__TEXT UNDER STUDY__
━━━━━━━━

    Dylan has said on more than one occasion that the “I”‘s in his songs don’t always reflect him. They could be reflecting a person he just met or a person he has known half his life. The point is that some of the “I”‘s aren’t even real people. I believe this to be the case with the Wedding Song. It seems to be sung from the point of view of a simple country boy trying his best to either show his love on their wedding day or trying to make up for somethng foolish he had done. Hence the overblown lyrics and crazy symbols that dance throughout the song. And the fact that the chords don’t stay the same and the pacing is off tends to lean more towards this belief that it is a concept song inbstead of a personal song. That it is more a song about how a simple, rather uneducated, might try to express his love to the woman he is about to marry. Evidence is also in the three chord structure of the song that waivers part way through as well and the vocals that seem to JUST miss the note they are gong for. These thing are by design, folks. He wouldn’t put something out there just to put it out there under the guise that a fan would eat anyuthing the artist throws out to them. This a touching song that has many meanings and many depths to me presonally. It is not my favorite dylan song by far, but the beauty of dylan isn’t with the songs but the albums. And Wedding Song is perfect closer for the album.
    Planet Waves may not be Freewheeli’n or Oh Mercy or Time Out Of Mind, but it is not a tank album. It has it’s moments and songs that make listening worth while to any dylan fan.

    Again it must be stressed that Bob Dylan is just a song writer. Albeit a better song writer than almost any in music history, he is just that. He is not a prophet or a wise man, a sage or a professor, he is just a man who writes songs and makes a living at it. And anyone who disagrees is putting too much stock into one human being.

    Steinbeck and Kourack and Salinger and Hemmingway are the same as he. Just writers of a different format who made a living at it. They are not prophets anymore than Dyaln but they are all genius in their own right.

    Afterall, words are words and ideas, ideas, but coming up with them doesn’t make a genius. Following through and seeing them out, no matter what the pop culture of America or Britain says to the masses, makes genius. Seeing the world a way that hasn’t been seen before and telling the world about it makes genius. Nothing more, nothing less.

    Healthy debate is good and right, but one should never forget the worth of what one is debating. We are not talking about James Joyce and Portrait of the artist as a young man or finnegan’s wake, we are talking about a song that may actually be filler and the difference is alarming.

    On a side note, I have been coming to this site for many years and have found all the info I have ever wanted and appreciate being able to view it. As a musician it is an invaluable tool, as a fan it is heaven.

  5. Thanks foryour comment
    i agree 100% qith your post
    I thank God i read it
    it calmed me down a bit.
    Take care

  6. I think Wedding Song is a great Bob song. It may not be the best example of his songwriting prowess, but it may be a perfect example of his ability to express a feeling through a song. The words by themselves are not what draws me to the song. The melodie, the vocals, the twangy guitar playing, the PERRRFECT harmonica all mean more to me than the actual lyrics. They sound almost as if they were made up on the spot, maybe not while playing his guitar, but at a desk on paper, but without a second thought about what he has just put down. I picture a man overwhelmed by his feelings for someone, meditating on what he might say about that person and the lyrics to Wedding Song is what that strong feeling created. So the fact that the lyrics alone arent that great, but that the intended feeling is still so obvious and intense coming out through them is aperfect example of what makes Bob Dylan a bona fide genius at what he does.
    And let me just add that i really do love the harmonica parts to that song.
━━━━━━━━
__DATASET RECORDS__
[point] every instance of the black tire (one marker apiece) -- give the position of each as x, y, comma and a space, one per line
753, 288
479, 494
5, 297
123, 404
━━━━━━━━
__WHAT YOU ARE ASKED TO DO__
Answer these questions about the Wedding Song comments, using only what the text states.
(a) In the first comment, what place does Wedding Song hold on its album?
(b) The same commenter says the site is an invaluable tool in one role and heaven in another. What are the two roles?
(c) In comment 6, which part of the song does the writer add that they really love?

__RESPONSE AREA__
(a) It is the perfect closer for the album.
(b) It is an invaluable tool for the commenter as a musician and heaven for them as a fan.
(c) The harmonica parts.